PAGE TEXT |
━━━━━━━━━━━━━━━━━━━━
Telecommunication (telco) providers are undergoing a business transformation. They’re replacing the traditional network infrastructure that lacks agility, flexibility, and efficiency with commercial off-the-shelf (COTS) white box servers to assist in implementing 5G and modernizing data centers. 5G is the foundation for boosting network capacity and bandwidth but will overwhelm current network architectures.
A considerable challenge in moving to 5G is in the traditional radio access networks (RANs). Current RAN architectures cannot handle the additional capacity required by 5G, do not have the necessary agility to deliver new services, and cannot meet new scalability requirements. The solution to this is virtualization, and cloudification of the RAN to allow for the use of COTS servers and the layering of software-defined networking (SDN) and network function virtualization (NFV) to enable dynamic reconfiguration of services.
Software-defined antenna systems, or virtual RANs (vRANs), bring cellular network operators the kind of operational efficiencies that cloud service providers provide to their clients. Carriers can program network functions in high-level software, using AI to add new revenue-generating services while deploying capacity instantaneously when and where needed. NVIDIA is uniquely positioned to deliver the tools necessary to build a high-performance 5G network with innovations across the full stack.
5T for 5G for time-sensitive networks
In the transition to 5G, many of the necessary architectural changes must occur at the network edge and specifically in the vRAN or cloud-native RAN (CloudRAN). At these junctures, clock synchronization poses a long-standing problem. The front-haul access network between radio resource units (RRUs) and baseband units (BBUs) requires precise time synchronization for the management of radio resources and radio signal processing.
━━━━━━━━━━━━━━━━━━━━
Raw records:
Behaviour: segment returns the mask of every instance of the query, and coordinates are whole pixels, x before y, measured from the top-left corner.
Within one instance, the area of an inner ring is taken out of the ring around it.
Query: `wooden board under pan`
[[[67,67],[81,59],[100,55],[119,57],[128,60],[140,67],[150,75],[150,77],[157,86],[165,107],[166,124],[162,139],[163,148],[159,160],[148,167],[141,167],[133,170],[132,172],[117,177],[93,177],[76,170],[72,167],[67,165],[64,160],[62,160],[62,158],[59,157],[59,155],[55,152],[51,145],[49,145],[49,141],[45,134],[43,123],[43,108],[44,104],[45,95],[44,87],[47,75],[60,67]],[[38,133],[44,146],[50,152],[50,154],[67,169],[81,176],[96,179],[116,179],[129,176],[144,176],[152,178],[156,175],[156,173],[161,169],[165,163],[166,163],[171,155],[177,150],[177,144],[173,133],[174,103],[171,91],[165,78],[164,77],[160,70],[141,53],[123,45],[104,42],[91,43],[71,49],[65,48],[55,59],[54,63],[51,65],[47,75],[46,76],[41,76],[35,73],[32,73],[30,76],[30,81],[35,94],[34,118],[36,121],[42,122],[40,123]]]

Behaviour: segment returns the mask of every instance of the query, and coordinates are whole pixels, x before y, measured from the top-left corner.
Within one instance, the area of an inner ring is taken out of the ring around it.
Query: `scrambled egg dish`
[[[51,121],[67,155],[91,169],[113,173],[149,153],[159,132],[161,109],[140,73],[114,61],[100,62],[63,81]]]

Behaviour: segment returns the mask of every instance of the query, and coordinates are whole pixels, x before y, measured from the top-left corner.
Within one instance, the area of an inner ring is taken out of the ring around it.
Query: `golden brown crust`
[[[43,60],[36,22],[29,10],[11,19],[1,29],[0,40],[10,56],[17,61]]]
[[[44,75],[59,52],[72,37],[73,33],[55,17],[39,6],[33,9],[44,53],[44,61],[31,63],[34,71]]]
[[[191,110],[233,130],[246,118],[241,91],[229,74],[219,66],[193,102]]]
━━━━━━━━━━━━━━━━━━━━
WHAT YOU ARE ASKED TO DO |
Answer these questions using the page text about 5G networks.
(a) With what are telco providers replacing their traditional network infrastructure?
(b) Which two technologies are layered on COTS servers to enable dynamic reconfiguration of services?
(c) What does the front-haul access network between RRUs and BBUs require?

WRITTEN SOLUTION |
(a) Commercial off-the-shelf (COTS) white box servers.
(b) Software-defined networking (SDN) and network function virtualization (NFV).
(c) Precise time synchronization for the management of radio resources and radio signal processing.